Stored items
━━━━━━

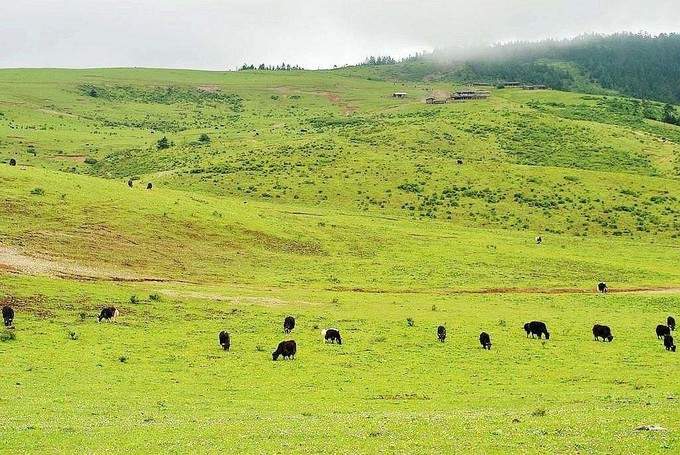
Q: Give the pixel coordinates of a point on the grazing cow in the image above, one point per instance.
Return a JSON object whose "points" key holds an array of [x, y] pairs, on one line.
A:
{"points": [[602, 331], [537, 328], [662, 331], [485, 340], [286, 349], [8, 315], [332, 335], [668, 343], [288, 324], [225, 342], [441, 333], [108, 313]]}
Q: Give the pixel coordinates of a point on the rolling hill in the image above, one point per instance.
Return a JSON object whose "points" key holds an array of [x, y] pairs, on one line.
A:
{"points": [[318, 194]]}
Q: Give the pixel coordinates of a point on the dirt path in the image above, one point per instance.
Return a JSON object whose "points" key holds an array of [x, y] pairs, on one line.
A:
{"points": [[535, 290], [14, 261]]}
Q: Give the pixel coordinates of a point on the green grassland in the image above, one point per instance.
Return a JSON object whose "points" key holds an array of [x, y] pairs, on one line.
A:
{"points": [[321, 196]]}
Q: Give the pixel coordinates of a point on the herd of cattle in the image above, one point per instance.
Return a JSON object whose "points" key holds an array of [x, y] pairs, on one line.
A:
{"points": [[288, 348]]}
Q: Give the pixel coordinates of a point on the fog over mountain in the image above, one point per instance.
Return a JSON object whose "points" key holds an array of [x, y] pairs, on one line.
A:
{"points": [[214, 34]]}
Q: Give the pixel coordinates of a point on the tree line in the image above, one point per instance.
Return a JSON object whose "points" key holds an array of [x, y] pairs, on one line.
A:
{"points": [[263, 67]]}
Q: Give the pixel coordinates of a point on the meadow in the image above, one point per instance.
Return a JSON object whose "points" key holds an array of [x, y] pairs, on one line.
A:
{"points": [[316, 194]]}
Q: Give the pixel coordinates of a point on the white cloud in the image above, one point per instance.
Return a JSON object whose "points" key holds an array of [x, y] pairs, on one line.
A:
{"points": [[315, 33]]}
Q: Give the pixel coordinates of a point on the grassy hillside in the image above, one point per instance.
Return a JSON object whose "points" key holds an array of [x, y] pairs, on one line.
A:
{"points": [[571, 164], [321, 196]]}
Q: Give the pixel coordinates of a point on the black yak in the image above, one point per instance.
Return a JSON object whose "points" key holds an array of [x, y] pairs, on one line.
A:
{"points": [[332, 335], [536, 328], [668, 343], [8, 315], [286, 349], [288, 324], [108, 313], [602, 331], [662, 331], [225, 342], [441, 333], [485, 340]]}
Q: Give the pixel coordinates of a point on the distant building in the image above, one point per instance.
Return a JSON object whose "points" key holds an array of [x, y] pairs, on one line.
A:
{"points": [[469, 95]]}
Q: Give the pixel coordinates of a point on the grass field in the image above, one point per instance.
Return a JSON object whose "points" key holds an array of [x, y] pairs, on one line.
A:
{"points": [[318, 195]]}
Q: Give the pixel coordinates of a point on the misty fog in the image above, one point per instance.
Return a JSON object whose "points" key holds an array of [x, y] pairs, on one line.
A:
{"points": [[214, 34]]}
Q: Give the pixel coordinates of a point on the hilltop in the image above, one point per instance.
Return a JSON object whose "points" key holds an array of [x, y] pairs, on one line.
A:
{"points": [[543, 161]]}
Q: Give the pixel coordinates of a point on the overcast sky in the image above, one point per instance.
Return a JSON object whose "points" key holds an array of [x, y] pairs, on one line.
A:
{"points": [[219, 34]]}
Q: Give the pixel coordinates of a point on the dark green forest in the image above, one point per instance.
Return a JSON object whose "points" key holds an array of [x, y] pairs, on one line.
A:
{"points": [[638, 65]]}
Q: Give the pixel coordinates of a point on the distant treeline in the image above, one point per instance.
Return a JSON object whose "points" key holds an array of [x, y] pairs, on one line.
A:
{"points": [[263, 67], [639, 65]]}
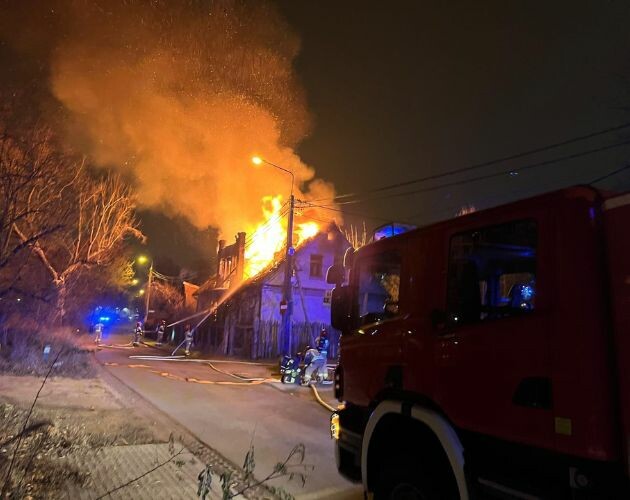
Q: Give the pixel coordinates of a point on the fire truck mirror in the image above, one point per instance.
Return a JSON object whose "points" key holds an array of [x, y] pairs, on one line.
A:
{"points": [[335, 275], [340, 308]]}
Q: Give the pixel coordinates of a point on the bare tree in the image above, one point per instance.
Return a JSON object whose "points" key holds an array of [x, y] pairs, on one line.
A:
{"points": [[26, 161], [96, 216]]}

━━━━━━

**REQUIRED WORK**: Copy each line above precisely, dropping the pictures.

**RESPONSE**:
Q: Give the pixel coordinates of a point on the grazing cow in the image above, one point per instance.
Return a JSON object whose "points" key holds an array of [x, y] pairs, on one line.
A:
{"points": [[602, 331], [537, 328], [662, 331], [485, 340], [286, 349], [8, 315], [332, 335], [668, 343], [288, 324], [225, 342], [441, 333], [108, 313]]}
Q: Give the pixel coordinates of a point on the rolling hill in the image above, one point per instance.
Return a JSON object whose "points" key holds an array of [x, y] pairs, on one line.
A:
{"points": [[318, 194]]}
Q: Give the pixel coordinates of a point on the dirt path in the image above, one point per instance.
Return a JSON object whose "points" key holds an array of [x, y] pairs, on one line.
A:
{"points": [[535, 290], [14, 261]]}
Q: Give the pixel coordinates of a point on the green grassland in the image above, one point per instance.
Return a JSON object whose "points" key holds an array of [x, y] pairs, on one line.
A:
{"points": [[321, 196]]}
Q: Give the pixel coordinates of a point on the herd of cattle in the image above, one point per instance.
Return a JSON object whose "points" key holds an array of [x, y] pairs, on one line.
A:
{"points": [[288, 348]]}
Q: Give the pixel coordinates of a point on the fog over mountain in the image above, one point per instance.
Return a JSON object whose "points" key holds an array of [x, y] pairs, on one line.
A:
{"points": [[214, 34]]}
Q: Give the pixel coordinates of a point on the tree line in the image above, one point per instance.
Return a JSON object whose "points" key holds an array of [x, y] pairs, on one line.
A:
{"points": [[263, 67]]}
Q: Give the pixel coordinates of a point on the meadow in the image above, one point per instance.
Return a JSON object whose "points" key holds an array of [x, y] pairs, on one line.
A:
{"points": [[316, 194]]}
Q: Give the pixel coordinates of a point on the white cloud in the image above, one point per instance.
Return a JSON object whose "points" key holds an array of [x, y] pairs, on one line.
A:
{"points": [[315, 33]]}
Q: Give the pixel coordinates of a point on the grassy hillside in the image above, one point per instance.
Return a JSON object whose "points" key holds an array of [x, y] pairs, on one line.
A:
{"points": [[571, 164], [321, 196]]}
Q: Give the pixel coordinates of a point on the black yak in the image above, one point per instance.
Return a JSON object whose "points" key holds an array of [x, y] pairs, on one line.
A:
{"points": [[332, 335], [536, 328], [668, 343], [8, 315], [286, 349], [288, 324], [108, 313], [602, 331], [662, 331], [225, 342], [441, 333], [485, 340]]}
Q: Give the pixel coordinates of a point on the distant building in the image above, one point per instance.
Return a JSON object whose "points" key holds an array of [x, y] pairs, on one line.
A:
{"points": [[469, 95]]}
Q: Give the pixel coordinates of a point on the grass field in the image above, one point per instance.
Return a JSON object whose "points" key holds an array of [x, y] pairs, on one line.
A:
{"points": [[318, 195]]}
Q: Give the pixel coordinates of a point on the misty fog in the image above, one point per instance.
Return a JSON object whose "points" key holds an array of [x, y] pairs, on one line.
A:
{"points": [[214, 34]]}
Q: Give the pixel coordinates of a point on the hilltop in the image above, one point per instance.
Return a JSON object whose "points" key holds an array of [x, y] pairs, on one line.
A:
{"points": [[543, 161]]}
Q: Give the pixel coordinates of a point on the overcast sky in the image above, one point per instance.
Return a JSON object whose "points" key holds an array of [x, y] pairs, on one line.
A:
{"points": [[219, 34]]}
Q: Give the pixel coordinates of a point on the dark green forest in the image above, one point per instance.
Return a JSON object whose "points" key holds an array of [x, y] pairs, on one line.
A:
{"points": [[638, 65]]}
Q: Give the pixel coordinates of a point on the distant treeline in the image above, one point per instance.
Return a JSON object whose "points" key holds an array of [x, y] pairs, on one line.
A:
{"points": [[263, 67], [639, 65]]}
Q: Give the pixel coordinates of a point on the fire truck mirror in the image above, one point per instance.
Return a JSON object whose "points" key holds an array of [x, y] pairs, on one line.
A:
{"points": [[335, 275], [340, 308]]}
Q: Give the pixel coordinates of a point on the bare tree in the image above, one point per instance.
Return a JSON object whose "points" key holds an array of [x, y] pairs, on one line.
A:
{"points": [[26, 161], [96, 216]]}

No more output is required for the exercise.